_TEXT PASSAGE_.
******************************

Last night (March 12, 2016) I went to the Tulsa Symphony
production of Gustav Mahler's Second Symphony, the Resurrection Symphony. The
Tulsa Symphony, together with the Tulsa Oratorio Chorus, performed magnificently.
The conductor was Benjamin Zander, who is also the conductor of the Boston
Philharmonic. I have carefully listened to this symphony for thirty years, but
I still learned many new things when I actually saw the performance and
listened to the conductor explain it.
Most people react to death by not thinking about it: by just
going to the funeral and getting it over with. Mahler was not like this. The
first movement of his symphony was not a funeral march; the inchoate march was
always interrupted when Mahler stopped to agonize, or to appreciate the
surprising beauty of life. With excruciating beauty, Mahler wrung out every last
insight he could get from the fabric of life, death, and resurrection. Here was
neither a facile atheism nor a shallow Christianity.

******************************

_DATASET_.
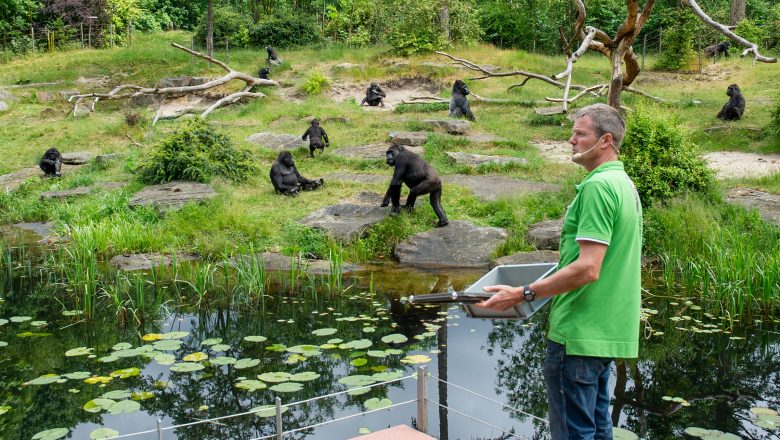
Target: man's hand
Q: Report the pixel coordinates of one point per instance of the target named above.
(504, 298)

******************************

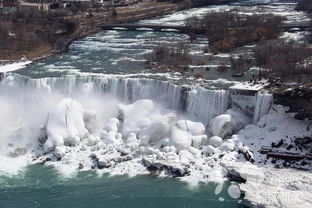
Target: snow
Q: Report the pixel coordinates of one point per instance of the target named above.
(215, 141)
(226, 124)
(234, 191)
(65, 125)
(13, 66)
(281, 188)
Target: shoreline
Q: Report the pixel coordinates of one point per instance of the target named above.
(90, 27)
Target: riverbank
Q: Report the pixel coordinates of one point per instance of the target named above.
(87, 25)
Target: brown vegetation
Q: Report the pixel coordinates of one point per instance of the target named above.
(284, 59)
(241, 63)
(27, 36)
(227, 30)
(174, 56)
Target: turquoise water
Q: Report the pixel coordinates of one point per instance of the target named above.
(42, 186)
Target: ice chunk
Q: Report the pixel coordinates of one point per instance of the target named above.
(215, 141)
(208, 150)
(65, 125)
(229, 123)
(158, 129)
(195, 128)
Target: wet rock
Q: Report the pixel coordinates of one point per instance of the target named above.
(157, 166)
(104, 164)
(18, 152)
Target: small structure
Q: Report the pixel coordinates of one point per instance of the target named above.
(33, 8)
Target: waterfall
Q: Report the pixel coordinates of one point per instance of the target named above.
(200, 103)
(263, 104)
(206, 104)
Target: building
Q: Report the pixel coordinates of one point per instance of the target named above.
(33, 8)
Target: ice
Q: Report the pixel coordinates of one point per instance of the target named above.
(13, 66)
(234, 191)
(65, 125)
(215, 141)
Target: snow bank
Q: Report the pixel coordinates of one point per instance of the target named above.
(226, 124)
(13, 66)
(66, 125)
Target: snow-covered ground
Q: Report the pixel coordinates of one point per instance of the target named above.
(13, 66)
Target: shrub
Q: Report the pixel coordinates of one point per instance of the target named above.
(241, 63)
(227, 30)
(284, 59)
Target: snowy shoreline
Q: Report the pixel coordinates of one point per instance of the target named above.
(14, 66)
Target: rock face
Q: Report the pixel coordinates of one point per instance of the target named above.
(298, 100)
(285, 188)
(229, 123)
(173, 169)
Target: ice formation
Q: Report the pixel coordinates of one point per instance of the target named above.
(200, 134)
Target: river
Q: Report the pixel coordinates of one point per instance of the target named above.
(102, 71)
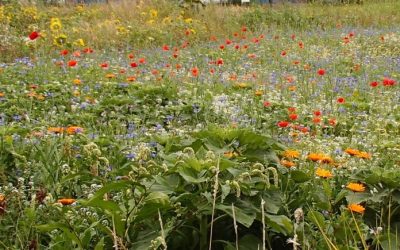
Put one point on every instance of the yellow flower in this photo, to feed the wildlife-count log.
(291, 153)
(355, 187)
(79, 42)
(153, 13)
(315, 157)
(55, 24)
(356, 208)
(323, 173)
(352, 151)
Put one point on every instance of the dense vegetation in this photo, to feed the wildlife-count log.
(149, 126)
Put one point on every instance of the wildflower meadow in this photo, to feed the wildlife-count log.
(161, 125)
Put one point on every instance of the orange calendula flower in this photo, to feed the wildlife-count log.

******************************

_TO-DO LIST_.
[a] In the Mahler concert text, substitute "music director" for "conductor" in the stretch from "Last night (March" through "conductor explain it.".
[b] According to the Mahler concert text, who conducted the performance?

_TASK RESPONSES_.
[a]
Last night (March 12, 2016) I went to the Tulsa Symphony
production of Gustav Mahler's Second Symphony, the Resurrection Symphony. The
Tulsa Symphony, together with the Tulsa Oratorio Chorus, performed magnificently.
The music director was Benjamin Zander, who is also the music director of the Boston
Philharmonic. I have carefully listened to this symphony for thirty years, but
I still learned many new things when I actually saw the performance and
listened to the music director explain it.

[b] Benjamin Zander, who is also the conductor of the Boston Philharmonic.